→ **AVAILABLE DATA**:

▬▬▬▬▬▬▬▬▬▬

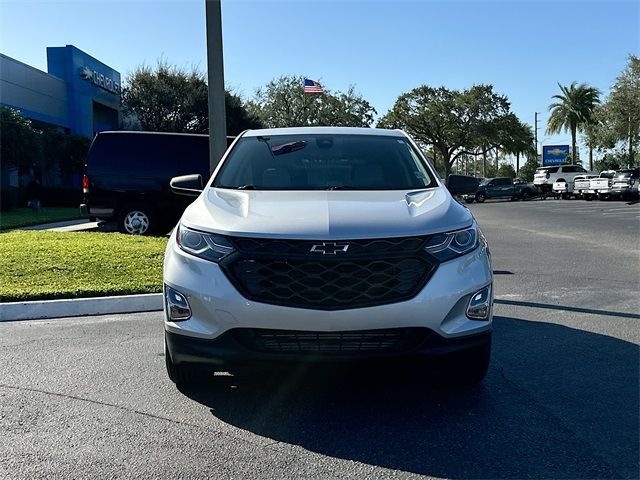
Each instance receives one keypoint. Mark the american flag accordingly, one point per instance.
(312, 87)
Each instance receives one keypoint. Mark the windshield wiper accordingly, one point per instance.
(288, 147)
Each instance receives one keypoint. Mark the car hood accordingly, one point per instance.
(326, 215)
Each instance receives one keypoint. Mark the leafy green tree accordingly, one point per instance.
(468, 122)
(572, 111)
(520, 142)
(622, 108)
(169, 99)
(283, 103)
(506, 170)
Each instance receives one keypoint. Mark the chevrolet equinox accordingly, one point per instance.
(325, 244)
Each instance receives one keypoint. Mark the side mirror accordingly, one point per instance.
(462, 184)
(190, 185)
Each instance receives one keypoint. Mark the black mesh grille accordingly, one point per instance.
(294, 273)
(393, 340)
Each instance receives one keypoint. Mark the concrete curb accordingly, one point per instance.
(78, 307)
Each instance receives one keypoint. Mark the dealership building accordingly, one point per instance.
(78, 94)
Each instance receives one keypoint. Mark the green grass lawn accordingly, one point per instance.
(36, 265)
(24, 217)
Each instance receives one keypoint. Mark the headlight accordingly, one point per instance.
(445, 246)
(209, 246)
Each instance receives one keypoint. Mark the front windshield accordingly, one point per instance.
(324, 162)
(624, 174)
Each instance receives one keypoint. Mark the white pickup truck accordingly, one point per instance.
(626, 183)
(545, 177)
(581, 185)
(601, 186)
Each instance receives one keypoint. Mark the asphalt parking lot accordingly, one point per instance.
(89, 397)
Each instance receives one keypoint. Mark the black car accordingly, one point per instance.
(502, 187)
(128, 173)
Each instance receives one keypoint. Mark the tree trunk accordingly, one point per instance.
(446, 160)
(484, 163)
(573, 145)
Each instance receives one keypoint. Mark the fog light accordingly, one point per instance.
(177, 305)
(479, 307)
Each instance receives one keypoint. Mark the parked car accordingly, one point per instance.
(581, 185)
(600, 186)
(545, 177)
(626, 183)
(128, 173)
(326, 244)
(501, 187)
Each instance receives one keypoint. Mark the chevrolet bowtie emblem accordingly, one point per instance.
(329, 248)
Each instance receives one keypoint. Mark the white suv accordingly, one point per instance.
(545, 177)
(331, 244)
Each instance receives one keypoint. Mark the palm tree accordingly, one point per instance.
(572, 111)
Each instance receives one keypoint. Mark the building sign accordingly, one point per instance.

▬▬▬▬▬▬▬▬▬▬

→ **PROBLEM**: Please retype exactly, and only, the lines starting at the one that contains "Each instance receives one keypoint. Mark the dealership" and ending with the last line of the material.

→ **TASK SOLUTION**:
Each instance receives one keypoint. Mark the dealership building accordingly, one point per instance.
(78, 94)
Each instance receives one keypoint. Mark the green grass lawn accordingly, one point per instance.
(36, 265)
(24, 217)
Each instance receives one keypoint. Mark the headlight accordingly, one point per instance.
(445, 246)
(209, 246)
Each instance receives one keypoint. Mark the front windshield accordingly, one point per instance.
(324, 162)
(624, 174)
Each instance receives one keypoint. Mark the white pickup truck accordingly, one point per instance.
(626, 183)
(545, 177)
(581, 185)
(601, 186)
Each instance receives one keypoint. Mark the asphalt parking lot accordingly, one point per instance.
(89, 397)
Each instance receives one keypoint. Mark the black car accordingly, one point per instance.
(502, 187)
(128, 173)
Each instance receives one keypoint. Mark the tree trunk accordingly, one point per instance.
(446, 160)
(484, 163)
(573, 145)
Each instance receives one keypoint. Mark the fog light accordingly, one point per instance.
(177, 305)
(479, 307)
Each instance receives one keypoint. Mark the parked car accordingly, one point per instance.
(581, 185)
(600, 186)
(545, 177)
(626, 183)
(128, 173)
(326, 244)
(501, 187)
Each instance receives one keypoint. Mark the chevrolet bowtie emblem accordingly, one point per instance.
(329, 248)
Each instance receives one keypoint. Mark the white suv accordingly, one point per instance.
(545, 177)
(331, 244)
Each instance receives one keypoint. Mark the palm tree accordingly, one point per instance.
(572, 111)
Each instance receives one keypoint. Mark the building sign accordingly, one point per instance.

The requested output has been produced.